→ **Aim of the exercise**
Return the full material exactly.

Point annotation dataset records
====
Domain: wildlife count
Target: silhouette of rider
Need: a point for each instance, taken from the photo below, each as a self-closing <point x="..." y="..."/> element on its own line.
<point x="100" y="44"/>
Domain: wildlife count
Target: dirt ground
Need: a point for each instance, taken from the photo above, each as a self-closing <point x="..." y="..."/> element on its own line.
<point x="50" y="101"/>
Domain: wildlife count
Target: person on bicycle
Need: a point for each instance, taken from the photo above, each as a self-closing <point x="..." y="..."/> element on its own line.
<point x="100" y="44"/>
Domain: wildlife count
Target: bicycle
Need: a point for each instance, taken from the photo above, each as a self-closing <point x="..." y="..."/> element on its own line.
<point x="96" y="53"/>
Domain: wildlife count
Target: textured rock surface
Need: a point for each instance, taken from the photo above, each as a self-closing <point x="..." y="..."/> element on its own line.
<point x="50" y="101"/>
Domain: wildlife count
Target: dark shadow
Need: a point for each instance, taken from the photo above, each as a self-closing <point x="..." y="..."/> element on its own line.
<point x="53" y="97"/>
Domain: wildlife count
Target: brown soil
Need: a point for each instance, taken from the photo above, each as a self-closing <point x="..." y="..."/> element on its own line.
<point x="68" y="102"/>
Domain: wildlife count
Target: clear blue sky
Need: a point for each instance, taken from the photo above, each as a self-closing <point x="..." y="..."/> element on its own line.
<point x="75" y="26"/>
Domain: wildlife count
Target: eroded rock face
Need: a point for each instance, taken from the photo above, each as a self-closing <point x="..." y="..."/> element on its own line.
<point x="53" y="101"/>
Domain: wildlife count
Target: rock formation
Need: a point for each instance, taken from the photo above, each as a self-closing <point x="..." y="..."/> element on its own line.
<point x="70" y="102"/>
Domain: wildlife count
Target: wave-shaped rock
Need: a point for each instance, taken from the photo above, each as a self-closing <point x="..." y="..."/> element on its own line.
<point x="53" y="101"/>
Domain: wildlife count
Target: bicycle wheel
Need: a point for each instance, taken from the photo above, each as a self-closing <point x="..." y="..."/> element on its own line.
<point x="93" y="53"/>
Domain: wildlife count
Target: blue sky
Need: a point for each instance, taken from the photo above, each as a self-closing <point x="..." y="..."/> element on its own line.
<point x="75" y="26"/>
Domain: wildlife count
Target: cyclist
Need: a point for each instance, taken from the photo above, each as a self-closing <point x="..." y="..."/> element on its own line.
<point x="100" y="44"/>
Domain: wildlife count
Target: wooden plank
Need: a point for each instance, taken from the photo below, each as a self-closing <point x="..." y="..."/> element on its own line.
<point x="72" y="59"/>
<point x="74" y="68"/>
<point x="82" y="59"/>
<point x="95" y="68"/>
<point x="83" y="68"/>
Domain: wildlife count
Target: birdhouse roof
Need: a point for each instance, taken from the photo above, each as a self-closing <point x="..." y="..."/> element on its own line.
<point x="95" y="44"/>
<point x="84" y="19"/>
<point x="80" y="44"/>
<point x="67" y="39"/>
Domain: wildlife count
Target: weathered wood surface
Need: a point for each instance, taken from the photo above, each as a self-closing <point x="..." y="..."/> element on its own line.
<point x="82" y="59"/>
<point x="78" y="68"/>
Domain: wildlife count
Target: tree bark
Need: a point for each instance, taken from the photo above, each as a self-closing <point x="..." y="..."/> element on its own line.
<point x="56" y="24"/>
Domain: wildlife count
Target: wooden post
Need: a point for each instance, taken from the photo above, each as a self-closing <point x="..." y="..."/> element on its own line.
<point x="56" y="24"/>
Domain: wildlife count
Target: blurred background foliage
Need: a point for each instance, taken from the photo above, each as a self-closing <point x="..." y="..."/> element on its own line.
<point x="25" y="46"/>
====
→ **Response to the task**
Domain: wildlife count
Target: silhouette of rider
Need: a point for each instance, taken from the photo below, each as a self-closing <point x="..." y="..."/> element on its own line.
<point x="100" y="44"/>
Domain: wildlife count
Target: dirt ground
Need: a point for each instance, taken from the photo above, each as a self-closing <point x="..." y="..."/> element on its own line.
<point x="50" y="101"/>
Domain: wildlife count
Target: person on bicycle
Need: a point for each instance, taken from the photo above, each as a self-closing <point x="..." y="..."/> element on its own line.
<point x="100" y="44"/>
Domain: wildlife count
Target: bicycle
Need: a point for each instance, taken from the photo above, each as a self-closing <point x="..." y="..."/> element on its own line.
<point x="96" y="53"/>
Domain: wildlife count
Target: textured rock surface
Need: a point for each instance, taken from the photo above, each as a self-closing <point x="..." y="..."/> element on its own line.
<point x="50" y="101"/>
Domain: wildlife count
Target: dark shadow
Need: a point for each instance, taken from the photo above, each as a self-closing <point x="..." y="..."/> element on its own line.
<point x="53" y="97"/>
Domain: wildlife count
Target: brown soil
Need: a point for each instance, taken from the photo above, each as a self-closing <point x="..." y="..."/> element on its own line.
<point x="68" y="102"/>
Domain: wildlife count
Target: clear blue sky
Need: a point for each instance, taken from the photo above, each as a self-closing <point x="..." y="..."/> element on its own line.
<point x="75" y="26"/>
Domain: wildlife count
Target: eroded rock face
Need: a point for each instance, taken from the photo above, each as a self-closing <point x="..." y="..."/> element on its own line.
<point x="53" y="101"/>
Domain: wildlife count
Target: rock formation
Need: a point for each instance, taken from the photo above, each as a self-closing <point x="..." y="..."/> element on its own line.
<point x="70" y="102"/>
Domain: wildlife count
Target: wave-shaped rock
Need: a point for each instance, taken from the photo above, each as a self-closing <point x="..." y="..."/> element on its own line.
<point x="53" y="101"/>
Domain: wildlife count
Target: bicycle wheel
Need: a point for each instance, taken from the photo above, each as a self-closing <point x="..." y="..."/> element on its own line.
<point x="93" y="53"/>
Domain: wildlife count
Target: blue sky
Need: a point for each instance, taken from the photo above, each as a self-closing <point x="..." y="..."/> element on its own line.
<point x="75" y="26"/>
Domain: wildlife count
Target: cyclist
Need: a point for each instance, taken from the photo above, each as a self-closing <point x="..." y="..."/> element on its own line.
<point x="100" y="44"/>
Domain: wildlife count
Target: wooden plank
Need: a point for each instance, taken from the photo below, each as a self-closing <point x="..." y="..."/> element on its own line.
<point x="72" y="59"/>
<point x="74" y="68"/>
<point x="82" y="59"/>
<point x="95" y="68"/>
<point x="83" y="68"/>
Domain: wildlife count
Target: birdhouse roof
Need: a point for each instance, taken from the photo above, each as a self-closing <point x="..." y="..."/> element on its own line.
<point x="95" y="44"/>
<point x="84" y="19"/>
<point x="80" y="44"/>
<point x="67" y="39"/>
Domain: wildlife count
Target: weathered wood surface
Need: a point for each instance, taken from the photo above, each as a self-closing <point x="..." y="..."/> element on its own line.
<point x="82" y="59"/>
<point x="78" y="68"/>
Domain: wildlife count
Target: tree bark
Need: a point for each instance, taken from the photo above, each as a self-closing <point x="..." y="..."/> element on its own line.
<point x="56" y="24"/>
Domain: wildlife count
Target: wooden post
Need: a point for each instance, taken from the photo above, each as a self-closing <point x="..." y="..."/> element on its own line.
<point x="56" y="24"/>
Domain: wildlife count
Target: blurred background foliage
Need: a point for each instance, taken from the photo above, each as a self-closing <point x="..." y="..."/> element on its own line.
<point x="25" y="46"/>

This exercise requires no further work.